● What you need to do:
Return the listing below in full, with every line exactly as it is.

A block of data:
***

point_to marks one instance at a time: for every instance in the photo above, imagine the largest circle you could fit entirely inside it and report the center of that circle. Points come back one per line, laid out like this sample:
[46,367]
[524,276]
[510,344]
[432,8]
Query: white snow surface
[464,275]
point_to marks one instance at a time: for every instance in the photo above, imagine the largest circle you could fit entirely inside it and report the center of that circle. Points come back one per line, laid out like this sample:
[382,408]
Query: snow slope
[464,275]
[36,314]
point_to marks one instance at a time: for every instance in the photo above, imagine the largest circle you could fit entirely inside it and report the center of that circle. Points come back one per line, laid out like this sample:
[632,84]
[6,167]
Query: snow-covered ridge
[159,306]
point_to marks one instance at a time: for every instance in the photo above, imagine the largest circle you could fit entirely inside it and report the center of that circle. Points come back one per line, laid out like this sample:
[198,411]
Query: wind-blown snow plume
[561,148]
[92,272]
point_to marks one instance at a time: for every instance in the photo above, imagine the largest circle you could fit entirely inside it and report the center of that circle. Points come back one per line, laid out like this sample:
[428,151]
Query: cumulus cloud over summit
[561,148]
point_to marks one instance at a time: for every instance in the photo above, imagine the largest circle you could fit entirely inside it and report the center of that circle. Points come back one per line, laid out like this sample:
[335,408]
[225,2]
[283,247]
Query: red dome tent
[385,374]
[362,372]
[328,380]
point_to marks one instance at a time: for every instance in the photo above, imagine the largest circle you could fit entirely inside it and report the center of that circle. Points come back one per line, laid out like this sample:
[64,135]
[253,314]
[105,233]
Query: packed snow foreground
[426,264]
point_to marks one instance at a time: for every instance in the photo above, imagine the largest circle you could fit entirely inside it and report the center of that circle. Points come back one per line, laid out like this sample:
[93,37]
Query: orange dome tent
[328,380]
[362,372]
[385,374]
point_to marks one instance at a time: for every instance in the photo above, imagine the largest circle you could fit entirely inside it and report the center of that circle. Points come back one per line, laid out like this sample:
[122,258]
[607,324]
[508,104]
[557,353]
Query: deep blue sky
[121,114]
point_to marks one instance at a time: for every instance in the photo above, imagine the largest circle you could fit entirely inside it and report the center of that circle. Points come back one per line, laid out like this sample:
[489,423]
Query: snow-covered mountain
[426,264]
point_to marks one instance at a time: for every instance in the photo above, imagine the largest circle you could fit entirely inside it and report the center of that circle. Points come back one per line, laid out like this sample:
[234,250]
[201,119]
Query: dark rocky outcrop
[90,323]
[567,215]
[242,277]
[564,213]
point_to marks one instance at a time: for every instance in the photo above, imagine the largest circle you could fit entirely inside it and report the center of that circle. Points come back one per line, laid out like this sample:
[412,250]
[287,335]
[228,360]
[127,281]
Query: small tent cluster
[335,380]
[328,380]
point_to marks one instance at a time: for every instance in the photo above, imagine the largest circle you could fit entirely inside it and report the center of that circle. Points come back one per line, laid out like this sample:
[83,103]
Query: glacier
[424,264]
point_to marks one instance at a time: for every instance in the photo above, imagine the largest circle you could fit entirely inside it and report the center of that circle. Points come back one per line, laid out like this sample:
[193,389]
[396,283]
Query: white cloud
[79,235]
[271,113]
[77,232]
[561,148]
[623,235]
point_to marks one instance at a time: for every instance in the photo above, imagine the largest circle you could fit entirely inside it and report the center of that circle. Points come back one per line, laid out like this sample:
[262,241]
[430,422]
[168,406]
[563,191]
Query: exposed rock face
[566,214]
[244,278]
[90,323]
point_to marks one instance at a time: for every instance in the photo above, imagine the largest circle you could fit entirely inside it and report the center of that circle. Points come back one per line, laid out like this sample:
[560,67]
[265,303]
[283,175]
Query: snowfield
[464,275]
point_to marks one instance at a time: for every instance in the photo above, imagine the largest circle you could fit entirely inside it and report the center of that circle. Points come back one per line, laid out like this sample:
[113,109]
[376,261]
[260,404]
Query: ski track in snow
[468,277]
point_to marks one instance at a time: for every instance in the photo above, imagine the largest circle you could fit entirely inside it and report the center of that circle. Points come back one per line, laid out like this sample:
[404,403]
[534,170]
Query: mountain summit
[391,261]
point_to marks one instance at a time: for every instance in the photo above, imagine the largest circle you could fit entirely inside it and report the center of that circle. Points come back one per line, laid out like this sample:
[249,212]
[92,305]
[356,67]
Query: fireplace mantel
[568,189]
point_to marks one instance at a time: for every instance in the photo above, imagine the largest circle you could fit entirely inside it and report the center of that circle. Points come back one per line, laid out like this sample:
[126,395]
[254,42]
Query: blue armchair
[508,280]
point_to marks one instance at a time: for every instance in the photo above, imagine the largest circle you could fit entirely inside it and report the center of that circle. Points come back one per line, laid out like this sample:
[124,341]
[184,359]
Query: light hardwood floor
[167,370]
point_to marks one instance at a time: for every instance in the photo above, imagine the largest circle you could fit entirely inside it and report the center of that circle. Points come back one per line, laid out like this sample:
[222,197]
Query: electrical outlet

***

● Response:
point_to marks one instance at a time: for every instance in the photo above, imagine the largest circle you could fit entirely inside it and report the center of that circle. Points come back one per line, laid out like this sample:
[46,367]
[524,276]
[510,344]
[432,8]
Query: white snow surface
[464,275]
point_to marks one instance at a time: for every instance in the photo above, imagine the largest circle you could fit entirely inside it and report the center of that circle. Points come back one per line, laid out like this sample:
[382,408]
Query: snow slope
[464,275]
[36,314]
point_to marks one instance at a time: for every instance in the photo above, imagine the largest circle you could fit entirely inside it and report the center of that circle. Points come back one per line, laid out like this sample:
[632,84]
[6,167]
Query: snow-covered ridge
[159,306]
point_to marks one instance at a time: for every instance in the photo above, imagine the largest circle you could fit entirely inside it and report the center of that circle. Points come back one per line, laid out like this sample:
[198,411]
Query: wind-blown snow plume
[561,148]
[92,272]
point_to marks one instance at a time: for every instance in the photo above, imagine the largest circle you could fit entirely inside it and report the center of that circle. Points come back one per line, laid out like this sample:
[428,151]
Query: cumulus cloud over summit
[561,148]
point_to marks one instance at a time: for every instance in the photo above, imagine the largest circle you could fit entirely inside it and report the center of that circle. Points come back one per line, laid out like this sample:
[335,408]
[225,2]
[283,247]
Query: red dome tent
[385,374]
[362,372]
[328,380]
point_to marks one instance at a time: for every instance in the photo above, imagine the largest circle you could fit entirely inside it and report the center of that circle. Points come back one per line, laid out like this sample:
[64,135]
[253,314]
[105,233]
Query: packed snow foreground
[426,264]
point_to marks one instance at a time: for every instance in the photo above, imagine the largest circle you could fit entirely inside it and report the center of that circle. Points come back one per line, laid out like this sample:
[93,37]
Query: orange dome tent
[328,380]
[362,372]
[385,374]
point_to marks one instance at a time: for every instance in the photo above, imagine the largest circle you could fit entirely inside it and report the center of that circle. Points come back one per line, laid out like this sample:
[122,258]
[607,324]
[508,104]
[557,353]
Query: deep blue sky
[121,114]
point_to marks one instance at a time: for every instance in the photo above, imagine the largest circle you could fit entirely inside it and report the center of that circle. Points come back one per line, laid out like this sample:
[489,423]
Query: snow-covered mountain
[426,264]
point_to marks one instance at a time: for every instance in the photo above, imagine the largest circle you could fit entirely inside it and report the center of that circle. Points come back one per line, laid out like this sample:
[234,250]
[201,119]
Query: dark rocky outcrop
[90,323]
[567,215]
[242,277]
[564,213]
point_to marks one instance at a time: for every instance in the photo above, imagine the largest circle you could fit entirely inside it and report the center of that circle. Points come back one per line, laid out like this sample:
[412,250]
[287,335]
[228,360]
[127,281]
Query: small tent cluster
[335,380]
[328,380]
point_to marks one instance at a time: for every instance in the photo above, imagine the largest circle you could fit entirely inside it and report the center of that circle. Points come back one per line, laid out like this sample:
[83,103]
Query: glacier
[424,264]
point_to marks one instance at a time: for every instance in the photo above, imagine the largest circle you could fit entirely inside it and report the center of that circle. Points come back one per line, laid out like this sample:
[193,389]
[396,283]
Query: white cloud
[79,235]
[271,113]
[77,232]
[561,148]
[623,235]
point_to marks one instance at a time: for every instance in the photo above, imagine the largest circle you could fit entirely inside it and report the center of that circle. Points come back one per line, laid out like this sample:
[262,241]
[430,422]
[168,406]
[563,191]
Query: exposed rock face
[566,214]
[244,278]
[90,323]
point_to marks one instance at a time: for every instance in the photo above, imagine the largest circle you could fit entirely inside it and report the center of that circle. Points come back one per line, laid out like this sample:
[560,67]
[265,303]
[283,175]
Query: snowfield
[464,275]
point_to marks one instance at a time: for every instance in the photo above, imagine the largest circle you could fit entirely inside it and report the center of that circle. Points come back one per line, laid out like this sample:
[113,109]
[376,261]
[260,404]
Query: ski track in snow
[468,277]
point_to marks one instance at a time: for every instance in the photo above, imagine the largest circle you could fit entirely inside it and report the center of that circle. Points come back one per line, laid out like this sample:
[404,403]
[534,170]
Query: mountain summit
[391,261]
point_to marks one instance at a time: for every instance in the photo above, imagine the largest circle you could fit entirely inside it and report the center of that circle. Points come back one per line, laid out like this sample:
[249,212]
[92,305]
[356,67]
Query: fireplace mantel
[568,189]
point_to marks one instance at a time: for every instance in the photo above, imagine the largest circle you could fit entirely inside it and report the center of that circle. Points come back one per line, laid out like this sample:
[126,395]
[254,42]
Query: blue armchair
[508,280]
point_to marks one instance at a time: for every instance in the photo above, imagine the largest circle you could fit entirely inside it and report the center of that circle. Points come back one per line, laid out like this sample:
[124,341]
[184,359]
Query: light hardwood floor
[167,370]
point_to marks one instance at a time: for every instance in the photo above, imagine the largest circle you could fit entirely inside it and report the center of that circle. Points come back one per line, laid out like this sample:
[222,197]
Query: electrical outlet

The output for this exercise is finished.